▸ **WHAT YOU NEED TO DO**: Reproduce word for word the part of the listing that opens with the line containing "If any rocky shoreline" and closes with the line containing "284, 99, 360, 152", both of those lines included.

▸ **DATASET ENTRIES**:
--------------------------------
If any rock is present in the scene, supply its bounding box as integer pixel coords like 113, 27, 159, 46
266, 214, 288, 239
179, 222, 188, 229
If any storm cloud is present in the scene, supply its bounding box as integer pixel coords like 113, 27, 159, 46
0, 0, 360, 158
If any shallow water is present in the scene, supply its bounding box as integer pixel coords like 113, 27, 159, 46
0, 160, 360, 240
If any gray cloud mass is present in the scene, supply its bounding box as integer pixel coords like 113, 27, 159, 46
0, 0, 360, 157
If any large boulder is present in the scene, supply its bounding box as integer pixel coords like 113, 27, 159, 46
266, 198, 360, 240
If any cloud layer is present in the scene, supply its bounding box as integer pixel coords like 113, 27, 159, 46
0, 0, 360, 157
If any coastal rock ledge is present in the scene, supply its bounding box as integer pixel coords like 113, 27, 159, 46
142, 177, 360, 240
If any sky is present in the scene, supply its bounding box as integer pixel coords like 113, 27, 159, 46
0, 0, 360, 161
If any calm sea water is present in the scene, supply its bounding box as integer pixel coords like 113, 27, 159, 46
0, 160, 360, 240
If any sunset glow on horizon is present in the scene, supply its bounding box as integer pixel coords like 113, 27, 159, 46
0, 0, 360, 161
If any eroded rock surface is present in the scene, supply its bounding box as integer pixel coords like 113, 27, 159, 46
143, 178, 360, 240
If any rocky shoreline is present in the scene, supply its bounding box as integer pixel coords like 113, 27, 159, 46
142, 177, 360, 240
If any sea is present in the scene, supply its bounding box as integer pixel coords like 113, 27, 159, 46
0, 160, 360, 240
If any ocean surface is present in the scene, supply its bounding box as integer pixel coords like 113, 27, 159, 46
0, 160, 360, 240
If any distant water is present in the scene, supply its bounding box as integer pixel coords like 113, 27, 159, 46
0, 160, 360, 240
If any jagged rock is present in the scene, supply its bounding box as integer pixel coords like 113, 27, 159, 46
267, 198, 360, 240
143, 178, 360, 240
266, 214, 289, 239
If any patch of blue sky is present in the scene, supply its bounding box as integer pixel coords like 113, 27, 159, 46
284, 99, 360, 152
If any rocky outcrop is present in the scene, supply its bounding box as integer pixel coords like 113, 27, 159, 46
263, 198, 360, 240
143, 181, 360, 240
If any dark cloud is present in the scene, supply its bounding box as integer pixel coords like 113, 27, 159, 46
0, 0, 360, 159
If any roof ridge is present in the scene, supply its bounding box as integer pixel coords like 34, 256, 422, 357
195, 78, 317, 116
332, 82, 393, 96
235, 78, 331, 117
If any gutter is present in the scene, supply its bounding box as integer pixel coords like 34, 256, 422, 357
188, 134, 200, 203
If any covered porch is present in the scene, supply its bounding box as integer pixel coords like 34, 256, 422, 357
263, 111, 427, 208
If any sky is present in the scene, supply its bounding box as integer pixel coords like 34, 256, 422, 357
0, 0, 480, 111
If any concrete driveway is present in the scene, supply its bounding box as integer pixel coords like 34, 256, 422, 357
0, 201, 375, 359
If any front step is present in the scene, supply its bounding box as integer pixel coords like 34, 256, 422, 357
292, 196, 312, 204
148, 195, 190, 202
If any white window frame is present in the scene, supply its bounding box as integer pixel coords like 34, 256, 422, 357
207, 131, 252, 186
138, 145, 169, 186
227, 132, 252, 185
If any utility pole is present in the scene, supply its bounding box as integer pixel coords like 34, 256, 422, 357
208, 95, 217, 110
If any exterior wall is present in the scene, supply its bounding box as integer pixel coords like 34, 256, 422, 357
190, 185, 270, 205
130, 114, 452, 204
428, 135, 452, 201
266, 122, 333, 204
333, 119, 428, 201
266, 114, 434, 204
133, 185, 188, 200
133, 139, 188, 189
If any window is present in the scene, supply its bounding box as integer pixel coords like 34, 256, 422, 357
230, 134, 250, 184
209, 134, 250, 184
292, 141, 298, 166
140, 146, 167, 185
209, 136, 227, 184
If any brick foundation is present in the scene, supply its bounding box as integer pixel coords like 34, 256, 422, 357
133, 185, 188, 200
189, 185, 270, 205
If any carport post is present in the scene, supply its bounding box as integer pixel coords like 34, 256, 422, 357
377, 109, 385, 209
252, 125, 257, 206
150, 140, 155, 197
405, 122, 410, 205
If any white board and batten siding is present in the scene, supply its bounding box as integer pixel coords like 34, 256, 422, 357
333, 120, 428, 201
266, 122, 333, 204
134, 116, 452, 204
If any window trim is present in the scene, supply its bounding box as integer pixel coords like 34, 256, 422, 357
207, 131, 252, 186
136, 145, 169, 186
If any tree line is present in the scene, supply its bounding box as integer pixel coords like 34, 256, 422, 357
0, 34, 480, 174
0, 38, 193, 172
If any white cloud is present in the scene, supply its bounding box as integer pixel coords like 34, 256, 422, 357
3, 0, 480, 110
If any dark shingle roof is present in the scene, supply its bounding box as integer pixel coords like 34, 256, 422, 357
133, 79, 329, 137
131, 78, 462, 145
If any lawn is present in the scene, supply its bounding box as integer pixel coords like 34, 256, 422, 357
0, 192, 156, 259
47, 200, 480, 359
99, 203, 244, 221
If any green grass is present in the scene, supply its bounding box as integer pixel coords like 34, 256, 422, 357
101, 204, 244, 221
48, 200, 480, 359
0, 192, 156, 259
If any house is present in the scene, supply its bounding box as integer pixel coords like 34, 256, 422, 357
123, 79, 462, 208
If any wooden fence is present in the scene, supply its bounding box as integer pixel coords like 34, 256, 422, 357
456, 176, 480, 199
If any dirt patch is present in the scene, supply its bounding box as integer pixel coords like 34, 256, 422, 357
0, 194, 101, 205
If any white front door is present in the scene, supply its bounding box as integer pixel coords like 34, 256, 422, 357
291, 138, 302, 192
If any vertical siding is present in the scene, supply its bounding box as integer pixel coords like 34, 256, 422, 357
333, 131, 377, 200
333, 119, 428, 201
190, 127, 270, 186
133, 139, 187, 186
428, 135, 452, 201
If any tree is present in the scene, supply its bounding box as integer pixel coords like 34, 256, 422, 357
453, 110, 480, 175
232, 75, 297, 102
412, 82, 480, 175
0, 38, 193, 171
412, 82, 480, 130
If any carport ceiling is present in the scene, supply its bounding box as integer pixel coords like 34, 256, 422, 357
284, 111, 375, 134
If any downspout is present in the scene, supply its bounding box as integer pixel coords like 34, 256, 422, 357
--------------------------------
▸ **TASK SOLUTION**:
If any rocky shoreline is present in the scene, supply its bounding box as integer pixel coords like 113, 27, 159, 46
142, 177, 360, 240
If any sea is present in the scene, supply its bounding box as integer pixel coords like 113, 27, 159, 46
0, 160, 360, 240
If any ocean surface is present in the scene, supply its bounding box as integer pixel coords like 113, 27, 159, 46
0, 160, 360, 240
If any distant water is present in the scene, supply its bounding box as integer pixel coords like 113, 27, 159, 46
0, 160, 360, 240
If any jagged rock is present in the scene, supply its bounding box as integer pixel coords like 113, 27, 159, 46
267, 198, 360, 240
143, 178, 360, 240
266, 214, 289, 239
If any patch of blue sky is present in the scene, supply its bounding box as integer pixel coords like 113, 27, 159, 46
284, 99, 360, 152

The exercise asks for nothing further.